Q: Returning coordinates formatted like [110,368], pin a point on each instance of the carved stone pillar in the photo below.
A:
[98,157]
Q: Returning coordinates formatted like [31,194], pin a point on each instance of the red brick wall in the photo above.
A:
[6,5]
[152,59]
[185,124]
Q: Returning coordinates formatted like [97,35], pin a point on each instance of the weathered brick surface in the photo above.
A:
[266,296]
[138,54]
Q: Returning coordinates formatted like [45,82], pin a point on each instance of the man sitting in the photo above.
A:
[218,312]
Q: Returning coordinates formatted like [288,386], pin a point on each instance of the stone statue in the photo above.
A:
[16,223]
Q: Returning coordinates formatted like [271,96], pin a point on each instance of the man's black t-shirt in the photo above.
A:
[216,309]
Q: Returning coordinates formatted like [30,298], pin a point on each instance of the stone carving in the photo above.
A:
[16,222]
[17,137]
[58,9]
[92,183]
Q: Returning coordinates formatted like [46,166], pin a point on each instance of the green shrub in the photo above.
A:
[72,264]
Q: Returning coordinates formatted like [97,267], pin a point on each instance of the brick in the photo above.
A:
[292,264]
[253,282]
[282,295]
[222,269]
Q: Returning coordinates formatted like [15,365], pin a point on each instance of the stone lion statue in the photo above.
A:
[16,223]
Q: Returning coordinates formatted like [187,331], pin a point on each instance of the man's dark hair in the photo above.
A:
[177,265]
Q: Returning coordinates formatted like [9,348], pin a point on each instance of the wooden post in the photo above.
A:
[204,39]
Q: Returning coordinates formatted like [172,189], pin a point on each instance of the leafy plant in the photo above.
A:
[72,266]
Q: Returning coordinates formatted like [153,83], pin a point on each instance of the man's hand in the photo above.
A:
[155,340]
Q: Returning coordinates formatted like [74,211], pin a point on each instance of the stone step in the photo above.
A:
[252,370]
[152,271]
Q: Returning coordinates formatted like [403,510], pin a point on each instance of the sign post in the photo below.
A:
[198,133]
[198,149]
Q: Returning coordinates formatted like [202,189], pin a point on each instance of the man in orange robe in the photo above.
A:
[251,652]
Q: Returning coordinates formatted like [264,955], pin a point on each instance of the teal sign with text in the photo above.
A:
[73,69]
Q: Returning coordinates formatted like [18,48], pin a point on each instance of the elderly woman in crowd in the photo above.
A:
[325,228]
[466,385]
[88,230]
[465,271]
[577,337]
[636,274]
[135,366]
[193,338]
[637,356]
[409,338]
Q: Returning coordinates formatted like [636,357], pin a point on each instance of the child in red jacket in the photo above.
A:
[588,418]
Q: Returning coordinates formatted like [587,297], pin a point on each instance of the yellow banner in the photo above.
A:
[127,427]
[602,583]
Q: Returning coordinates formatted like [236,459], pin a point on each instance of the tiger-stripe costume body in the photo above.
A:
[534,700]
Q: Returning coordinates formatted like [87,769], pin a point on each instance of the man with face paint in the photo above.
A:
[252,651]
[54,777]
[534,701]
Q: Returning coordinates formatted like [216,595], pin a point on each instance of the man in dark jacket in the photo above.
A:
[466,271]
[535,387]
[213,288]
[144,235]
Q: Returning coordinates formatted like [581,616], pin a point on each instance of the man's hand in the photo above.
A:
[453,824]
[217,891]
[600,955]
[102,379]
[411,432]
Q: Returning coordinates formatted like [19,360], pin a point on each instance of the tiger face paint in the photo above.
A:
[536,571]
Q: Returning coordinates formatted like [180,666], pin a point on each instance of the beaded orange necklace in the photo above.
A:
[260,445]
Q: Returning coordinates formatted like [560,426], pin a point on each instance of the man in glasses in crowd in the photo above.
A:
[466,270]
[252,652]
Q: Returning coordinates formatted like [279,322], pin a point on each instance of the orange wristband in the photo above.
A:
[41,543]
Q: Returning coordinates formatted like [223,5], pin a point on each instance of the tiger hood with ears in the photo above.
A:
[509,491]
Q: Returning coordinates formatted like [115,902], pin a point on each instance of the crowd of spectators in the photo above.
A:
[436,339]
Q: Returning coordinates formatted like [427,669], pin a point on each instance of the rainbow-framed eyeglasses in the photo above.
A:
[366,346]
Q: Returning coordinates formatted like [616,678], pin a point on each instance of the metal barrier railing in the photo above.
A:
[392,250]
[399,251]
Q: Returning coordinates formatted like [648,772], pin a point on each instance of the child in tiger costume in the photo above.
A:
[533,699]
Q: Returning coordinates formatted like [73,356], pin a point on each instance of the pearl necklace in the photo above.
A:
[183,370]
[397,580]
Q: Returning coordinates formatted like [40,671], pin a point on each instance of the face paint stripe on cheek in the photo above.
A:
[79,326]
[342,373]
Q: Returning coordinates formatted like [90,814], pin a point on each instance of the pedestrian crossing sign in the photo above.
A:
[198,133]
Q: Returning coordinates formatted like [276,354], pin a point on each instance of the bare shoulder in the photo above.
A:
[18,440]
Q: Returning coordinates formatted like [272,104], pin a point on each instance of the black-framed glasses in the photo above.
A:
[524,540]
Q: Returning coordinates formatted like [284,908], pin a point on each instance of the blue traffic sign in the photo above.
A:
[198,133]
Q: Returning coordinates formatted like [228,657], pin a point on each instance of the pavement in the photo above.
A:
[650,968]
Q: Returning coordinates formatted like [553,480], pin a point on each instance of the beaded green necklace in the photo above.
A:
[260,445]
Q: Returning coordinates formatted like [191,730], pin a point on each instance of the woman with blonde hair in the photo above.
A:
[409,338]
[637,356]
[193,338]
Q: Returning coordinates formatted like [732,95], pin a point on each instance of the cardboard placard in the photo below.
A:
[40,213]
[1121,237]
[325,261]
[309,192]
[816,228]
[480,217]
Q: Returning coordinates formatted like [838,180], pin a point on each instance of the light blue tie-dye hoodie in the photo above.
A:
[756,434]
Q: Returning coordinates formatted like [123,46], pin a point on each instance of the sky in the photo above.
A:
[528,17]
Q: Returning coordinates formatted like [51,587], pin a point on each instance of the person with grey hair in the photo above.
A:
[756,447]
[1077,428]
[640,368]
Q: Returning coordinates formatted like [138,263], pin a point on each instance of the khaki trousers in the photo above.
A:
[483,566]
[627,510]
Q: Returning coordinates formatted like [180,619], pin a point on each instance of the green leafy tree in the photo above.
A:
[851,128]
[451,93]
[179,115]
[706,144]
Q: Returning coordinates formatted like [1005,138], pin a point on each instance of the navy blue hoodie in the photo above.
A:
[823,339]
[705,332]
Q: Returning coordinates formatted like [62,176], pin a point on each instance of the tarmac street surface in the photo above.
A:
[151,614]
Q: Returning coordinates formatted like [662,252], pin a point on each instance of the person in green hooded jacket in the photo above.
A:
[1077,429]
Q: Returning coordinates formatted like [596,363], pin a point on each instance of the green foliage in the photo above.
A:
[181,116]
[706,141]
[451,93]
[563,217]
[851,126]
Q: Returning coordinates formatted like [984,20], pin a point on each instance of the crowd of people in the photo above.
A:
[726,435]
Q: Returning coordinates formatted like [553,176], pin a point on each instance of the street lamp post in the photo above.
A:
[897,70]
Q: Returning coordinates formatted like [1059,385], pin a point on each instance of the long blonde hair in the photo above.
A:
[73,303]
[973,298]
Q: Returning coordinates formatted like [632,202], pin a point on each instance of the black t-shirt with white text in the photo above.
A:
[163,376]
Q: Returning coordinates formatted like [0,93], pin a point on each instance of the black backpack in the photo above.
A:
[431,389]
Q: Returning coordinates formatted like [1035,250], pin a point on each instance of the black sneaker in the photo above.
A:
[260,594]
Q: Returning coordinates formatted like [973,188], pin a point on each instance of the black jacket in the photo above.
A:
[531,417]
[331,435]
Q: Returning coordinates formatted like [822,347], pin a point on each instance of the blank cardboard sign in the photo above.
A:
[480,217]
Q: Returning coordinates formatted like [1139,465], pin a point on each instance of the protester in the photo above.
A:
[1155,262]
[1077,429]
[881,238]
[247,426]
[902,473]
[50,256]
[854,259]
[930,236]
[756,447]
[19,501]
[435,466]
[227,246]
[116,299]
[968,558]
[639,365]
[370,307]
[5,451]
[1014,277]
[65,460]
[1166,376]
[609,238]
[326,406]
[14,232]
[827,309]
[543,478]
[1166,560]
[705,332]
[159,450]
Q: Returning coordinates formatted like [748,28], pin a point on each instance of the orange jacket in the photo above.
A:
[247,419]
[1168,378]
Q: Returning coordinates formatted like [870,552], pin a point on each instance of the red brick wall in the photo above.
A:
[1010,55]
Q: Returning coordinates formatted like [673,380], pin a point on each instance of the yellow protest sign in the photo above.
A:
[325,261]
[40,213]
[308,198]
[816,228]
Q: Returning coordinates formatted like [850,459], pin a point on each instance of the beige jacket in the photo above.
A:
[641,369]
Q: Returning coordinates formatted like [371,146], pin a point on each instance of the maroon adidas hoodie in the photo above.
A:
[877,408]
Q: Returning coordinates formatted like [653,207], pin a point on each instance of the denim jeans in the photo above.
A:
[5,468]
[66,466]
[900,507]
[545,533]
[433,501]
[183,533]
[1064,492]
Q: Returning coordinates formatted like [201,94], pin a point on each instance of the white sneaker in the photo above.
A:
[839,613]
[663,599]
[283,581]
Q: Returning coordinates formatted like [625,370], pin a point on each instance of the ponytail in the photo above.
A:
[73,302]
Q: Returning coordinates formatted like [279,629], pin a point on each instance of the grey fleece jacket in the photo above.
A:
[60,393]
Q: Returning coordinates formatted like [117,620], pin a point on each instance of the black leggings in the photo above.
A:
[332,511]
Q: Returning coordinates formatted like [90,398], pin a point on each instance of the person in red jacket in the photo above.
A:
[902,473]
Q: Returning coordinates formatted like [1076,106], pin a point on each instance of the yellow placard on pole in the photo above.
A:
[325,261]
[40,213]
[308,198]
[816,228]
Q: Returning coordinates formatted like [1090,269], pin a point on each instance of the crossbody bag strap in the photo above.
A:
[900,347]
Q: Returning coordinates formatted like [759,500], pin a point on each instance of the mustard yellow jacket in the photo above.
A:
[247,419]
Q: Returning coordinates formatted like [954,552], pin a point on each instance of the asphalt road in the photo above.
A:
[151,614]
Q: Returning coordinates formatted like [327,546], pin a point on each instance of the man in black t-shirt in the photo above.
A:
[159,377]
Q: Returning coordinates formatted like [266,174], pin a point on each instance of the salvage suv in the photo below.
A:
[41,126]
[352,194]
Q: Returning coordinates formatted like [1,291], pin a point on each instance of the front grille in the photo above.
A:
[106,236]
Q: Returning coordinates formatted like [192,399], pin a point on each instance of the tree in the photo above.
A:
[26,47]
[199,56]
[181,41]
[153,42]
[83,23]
***
> [DESCRIPTION OF THE TASK] Repeat exactly the lines above from the line that contains "Q: Returning coordinates formatted like [1076,106], pin" through the end. Include both of these ends; leave out everything else.

> [FINAL ANSWER]
Q: Returning coordinates formatted like [1076,106], pin a point on each instance of the yellow placard on pole in the photo above.
A:
[325,261]
[40,213]
[308,198]
[816,228]
Q: Returning coordinates formatted like [1090,269], pin a point on each instance of the crossbody bag strap in the photo above.
A:
[900,347]
Q: Returning coordinates formatted like [759,500], pin a point on each instance of the mustard yellow jacket in the photo above.
A:
[247,419]
Q: Returning coordinates formatted like [954,552], pin a point on each instance of the asphalt road in the photo above.
A:
[151,614]
Q: Returning coordinates formatted like [327,546], pin a point on each instance of the man in black t-shirt in the photo above.
A:
[159,377]
Q: Returning coordinates formatted like [266,174], pin a point on each instance of the salvage suv in the photo below.
A:
[41,126]
[352,194]
Q: Returning coordinates formatted like [1,291], pin a point on each instance of the front grille in the photo above.
A:
[106,236]
Q: Returning coordinates formatted like [192,399], pin a point on each instance of the tree in the photo above.
A:
[26,47]
[199,56]
[181,41]
[153,42]
[83,23]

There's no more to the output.